Collect every line in the listing below that contains the string "lamp" and copy each such line in full. The match is case-sensitive.

DATA FOR THIS EXERCISE.

** Begin **

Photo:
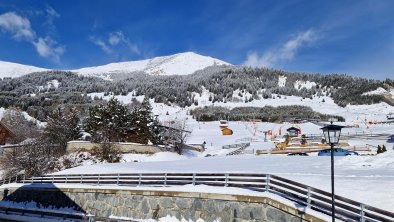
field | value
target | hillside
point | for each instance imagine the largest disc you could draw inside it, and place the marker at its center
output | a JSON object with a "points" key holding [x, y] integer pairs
{"points": [[177, 64], [37, 93]]}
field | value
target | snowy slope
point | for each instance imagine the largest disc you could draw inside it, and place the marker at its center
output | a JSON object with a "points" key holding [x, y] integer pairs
{"points": [[9, 69], [178, 64]]}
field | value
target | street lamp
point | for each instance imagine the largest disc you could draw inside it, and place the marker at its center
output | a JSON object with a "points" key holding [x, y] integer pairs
{"points": [[331, 134]]}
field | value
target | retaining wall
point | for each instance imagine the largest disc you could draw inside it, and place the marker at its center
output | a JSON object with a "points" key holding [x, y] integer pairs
{"points": [[145, 204]]}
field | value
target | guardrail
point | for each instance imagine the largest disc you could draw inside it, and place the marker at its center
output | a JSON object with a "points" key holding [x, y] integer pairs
{"points": [[316, 199], [240, 150]]}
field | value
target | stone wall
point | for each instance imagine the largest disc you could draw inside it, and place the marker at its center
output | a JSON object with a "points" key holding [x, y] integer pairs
{"points": [[74, 146], [141, 204]]}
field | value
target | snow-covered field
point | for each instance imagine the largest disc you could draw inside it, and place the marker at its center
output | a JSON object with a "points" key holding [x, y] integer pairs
{"points": [[368, 179]]}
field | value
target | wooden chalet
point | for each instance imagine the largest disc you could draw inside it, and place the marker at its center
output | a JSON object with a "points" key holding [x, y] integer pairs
{"points": [[293, 131], [226, 131], [5, 133]]}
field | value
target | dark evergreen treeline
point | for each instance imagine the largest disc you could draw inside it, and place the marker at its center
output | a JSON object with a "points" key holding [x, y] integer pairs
{"points": [[265, 114], [33, 94]]}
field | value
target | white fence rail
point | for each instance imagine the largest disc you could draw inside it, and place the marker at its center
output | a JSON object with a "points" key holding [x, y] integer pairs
{"points": [[314, 198]]}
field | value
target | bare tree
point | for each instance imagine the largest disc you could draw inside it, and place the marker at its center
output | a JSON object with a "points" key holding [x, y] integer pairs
{"points": [[33, 158], [20, 126]]}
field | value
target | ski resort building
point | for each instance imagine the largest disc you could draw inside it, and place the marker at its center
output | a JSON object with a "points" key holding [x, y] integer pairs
{"points": [[5, 133], [293, 131]]}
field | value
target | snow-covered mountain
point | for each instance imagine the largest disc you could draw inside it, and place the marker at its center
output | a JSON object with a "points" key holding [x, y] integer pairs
{"points": [[13, 70], [178, 64]]}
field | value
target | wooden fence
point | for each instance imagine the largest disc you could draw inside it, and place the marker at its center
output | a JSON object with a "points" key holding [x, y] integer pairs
{"points": [[310, 197]]}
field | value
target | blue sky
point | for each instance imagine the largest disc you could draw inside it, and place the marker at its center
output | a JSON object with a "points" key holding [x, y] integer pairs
{"points": [[354, 37]]}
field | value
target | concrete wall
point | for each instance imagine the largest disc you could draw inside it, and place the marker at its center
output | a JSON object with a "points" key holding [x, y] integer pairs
{"points": [[74, 146], [140, 204]]}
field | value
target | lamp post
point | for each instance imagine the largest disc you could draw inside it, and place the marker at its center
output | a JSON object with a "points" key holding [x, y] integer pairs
{"points": [[331, 134]]}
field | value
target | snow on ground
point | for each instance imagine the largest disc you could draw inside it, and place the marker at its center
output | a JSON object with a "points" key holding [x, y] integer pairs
{"points": [[178, 64], [282, 81], [185, 188], [378, 91], [367, 179], [354, 114], [13, 70], [302, 84]]}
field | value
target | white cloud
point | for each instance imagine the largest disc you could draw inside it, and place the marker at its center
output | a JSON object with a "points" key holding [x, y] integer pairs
{"points": [[284, 53], [101, 44], [48, 48], [17, 26], [20, 29], [115, 39]]}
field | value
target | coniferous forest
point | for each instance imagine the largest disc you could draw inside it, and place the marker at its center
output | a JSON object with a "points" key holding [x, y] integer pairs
{"points": [[35, 94]]}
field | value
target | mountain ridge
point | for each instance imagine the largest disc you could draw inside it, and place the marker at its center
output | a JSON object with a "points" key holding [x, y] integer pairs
{"points": [[177, 64]]}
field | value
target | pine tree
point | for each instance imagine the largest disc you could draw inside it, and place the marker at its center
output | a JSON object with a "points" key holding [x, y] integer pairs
{"points": [[108, 121], [384, 148], [62, 126], [143, 123], [379, 150]]}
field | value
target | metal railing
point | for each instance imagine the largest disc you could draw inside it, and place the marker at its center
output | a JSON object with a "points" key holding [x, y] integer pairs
{"points": [[241, 147], [310, 197]]}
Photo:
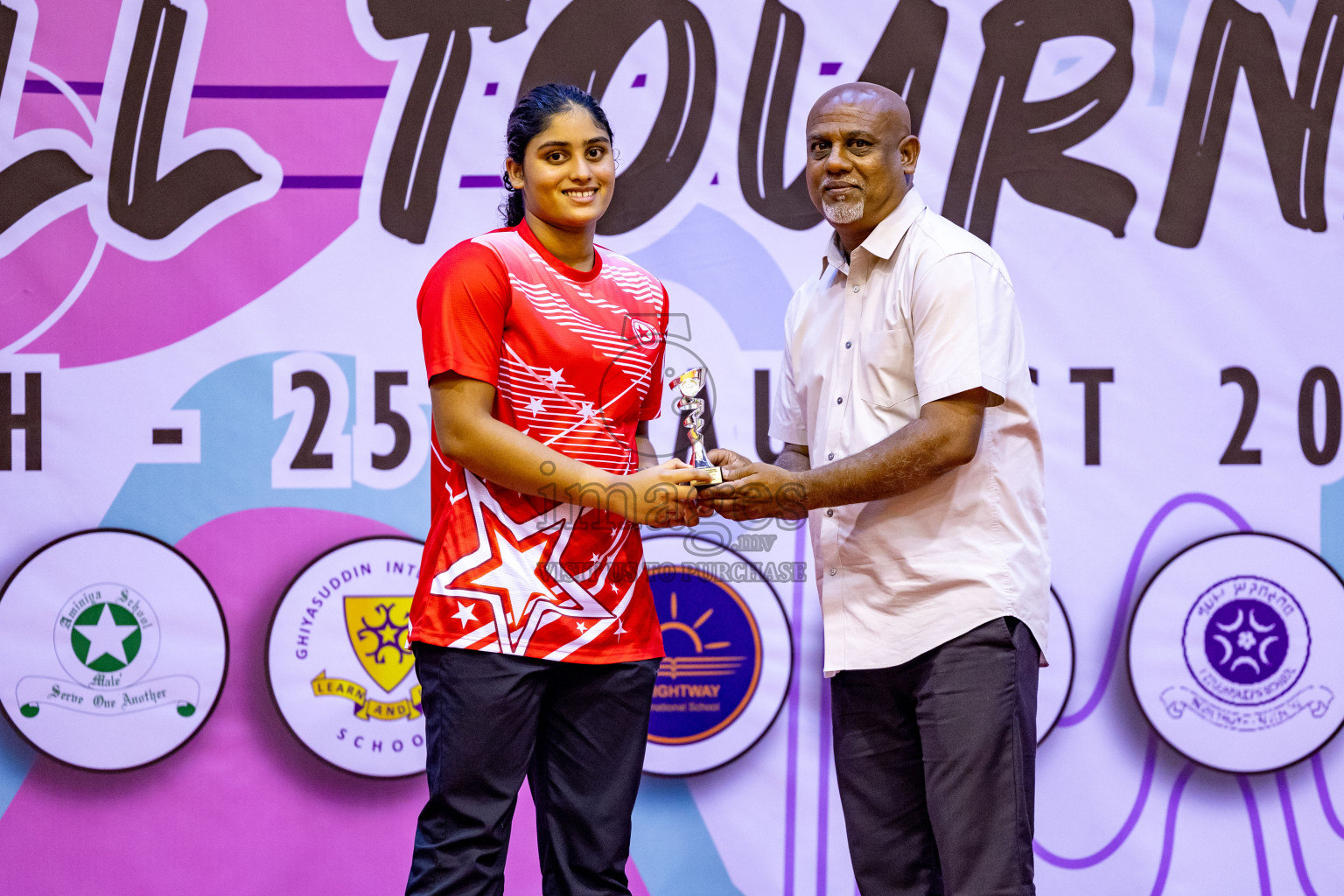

** End **

RESPONSE TO THE TASK.
target | street lamp
target | lamp post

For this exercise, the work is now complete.